**Assignment**
Reproduce the following lines word for word, leaving out the pictures.

--------------------------------

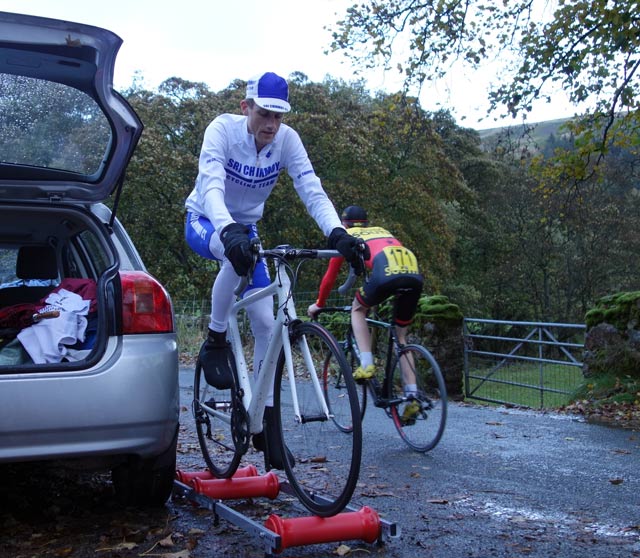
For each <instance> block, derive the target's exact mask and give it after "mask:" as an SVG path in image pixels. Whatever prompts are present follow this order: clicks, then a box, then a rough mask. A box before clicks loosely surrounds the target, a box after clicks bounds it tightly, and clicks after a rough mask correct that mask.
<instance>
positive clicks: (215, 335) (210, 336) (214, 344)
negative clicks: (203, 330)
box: [198, 329, 236, 389]
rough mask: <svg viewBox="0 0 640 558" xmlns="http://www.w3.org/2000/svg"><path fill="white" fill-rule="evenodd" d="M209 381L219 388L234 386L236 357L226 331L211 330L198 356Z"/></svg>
mask: <svg viewBox="0 0 640 558" xmlns="http://www.w3.org/2000/svg"><path fill="white" fill-rule="evenodd" d="M198 358H199V359H200V363H201V364H202V368H203V369H204V377H205V379H206V380H207V383H208V384H209V385H211V386H213V387H215V388H217V389H230V388H232V387H233V371H234V370H235V366H236V363H235V359H234V358H233V352H232V351H231V344H230V343H229V342H228V341H227V333H226V331H223V332H217V331H212V330H211V329H210V330H209V335H208V336H207V339H206V340H205V342H204V343H203V344H202V347H201V348H200V354H199V356H198Z"/></svg>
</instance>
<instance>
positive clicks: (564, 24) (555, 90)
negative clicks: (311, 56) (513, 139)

--------------------------------

**Written response**
For each <instance> block, derive the target's exact mask and give it after "mask:" as an SVG path in image pixels. Whatever prompts are present follow this order: clicks, then a box, then a rough mask. A box before clicks loosely surrounds the target, a box after clicks bounds it tightly, and clicks after a rough mask correct that mask.
<instance>
positive clicks: (215, 335) (210, 336) (214, 344)
negative clicks: (203, 330)
box: [198, 329, 236, 389]
rough mask: <svg viewBox="0 0 640 558" xmlns="http://www.w3.org/2000/svg"><path fill="white" fill-rule="evenodd" d="M209 381L219 388L234 386L236 357L226 331L211 330L198 356Z"/></svg>
mask: <svg viewBox="0 0 640 558" xmlns="http://www.w3.org/2000/svg"><path fill="white" fill-rule="evenodd" d="M198 358H199V359H200V363H201V364H202V368H203V369H204V377H205V379H206V380H207V383H208V384H209V385H211V386H213V387H215V388H217V389H230V388H232V387H233V371H234V370H235V366H236V363H235V359H234V358H233V352H232V351H231V344H230V343H229V342H228V341H227V333H226V331H223V332H217V331H212V330H211V329H210V330H209V335H208V336H207V339H206V340H205V342H204V343H203V344H202V347H201V348H200V354H199V356H198Z"/></svg>
</instance>
<instance>
positive clicks: (564, 24) (555, 90)
negative clicks: (311, 56) (513, 139)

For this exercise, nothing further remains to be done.